EXERCISE → Set every record down verbatim and omit the pictures.
┄┄┄┄┄┄┄┄┄┄┄┄┄┄┄┄┄┄┄┄
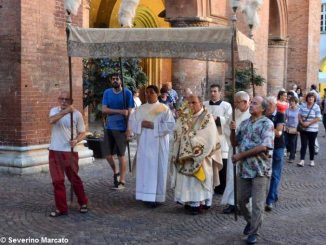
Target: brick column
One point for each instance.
(277, 66)
(194, 74)
(33, 69)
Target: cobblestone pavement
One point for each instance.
(115, 217)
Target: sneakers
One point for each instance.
(116, 179)
(252, 239)
(229, 209)
(246, 229)
(301, 163)
(120, 186)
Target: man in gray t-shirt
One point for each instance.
(62, 160)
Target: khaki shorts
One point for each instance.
(117, 142)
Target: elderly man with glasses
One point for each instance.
(61, 159)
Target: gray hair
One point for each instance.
(197, 96)
(243, 95)
(271, 99)
(265, 103)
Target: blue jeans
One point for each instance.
(277, 166)
(324, 120)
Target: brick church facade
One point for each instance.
(34, 63)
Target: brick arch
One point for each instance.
(323, 65)
(278, 19)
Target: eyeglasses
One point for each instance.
(64, 99)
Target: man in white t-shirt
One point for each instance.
(61, 158)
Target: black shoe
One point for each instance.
(116, 178)
(194, 210)
(229, 209)
(246, 229)
(251, 239)
(268, 207)
(218, 190)
(187, 207)
(206, 207)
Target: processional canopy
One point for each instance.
(206, 43)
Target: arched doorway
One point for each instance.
(104, 13)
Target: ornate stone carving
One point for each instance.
(278, 42)
(189, 21)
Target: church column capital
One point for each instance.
(189, 21)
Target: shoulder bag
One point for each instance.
(300, 127)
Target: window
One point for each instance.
(323, 18)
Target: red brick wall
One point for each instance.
(10, 45)
(298, 40)
(304, 23)
(42, 72)
(313, 42)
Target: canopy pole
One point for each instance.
(68, 22)
(125, 107)
(251, 35)
(233, 45)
┄┄┄┄┄┄┄┄┄┄┄┄┄┄┄┄┄┄┄┄
EXERCISE ANSWER →
Target: brick column
One point for each instance.
(277, 66)
(194, 74)
(33, 69)
Target: cobblestone pavement
One point for each instance.
(115, 217)
Target: sneakers
One point for each instance.
(116, 179)
(252, 239)
(229, 209)
(246, 229)
(301, 163)
(120, 186)
Target: man in gray t-shirt
One point for each instance.
(62, 160)
Target: khaki shorts
One point for each instance.
(117, 142)
Target: elderly man with glasses
One point for each instance.
(61, 159)
Target: gray hair
One point for each instance.
(197, 96)
(243, 95)
(271, 99)
(265, 103)
Target: blue jeans
One point for each instance.
(277, 166)
(324, 120)
Target: brick church facade
One point for each instance.
(34, 63)
Target: brick arch
One point for each instance.
(323, 65)
(278, 19)
Target: eyeglasses
One point for each instance.
(64, 99)
Target: man in white t-shirt
One point for each instance.
(61, 158)
Target: black shoe
One point for each instance.
(116, 178)
(194, 210)
(229, 209)
(246, 229)
(251, 239)
(268, 207)
(218, 190)
(187, 207)
(206, 207)
Target: processional canopy
One point for each instance.
(206, 43)
Target: arched doorway
One point for each instance.
(104, 13)
Target: ornate stone carving
One point for each instance.
(278, 42)
(189, 21)
Target: church column capital
One point for each instance.
(189, 21)
Target: shoulder bag
One point for each instance.
(300, 127)
Target: window
One point for each instance.
(323, 18)
Target: red brick wall
One point for each instance.
(10, 45)
(298, 40)
(304, 23)
(42, 72)
(313, 42)
Target: canopy pole
One point for each instance.
(68, 22)
(125, 107)
(251, 35)
(233, 45)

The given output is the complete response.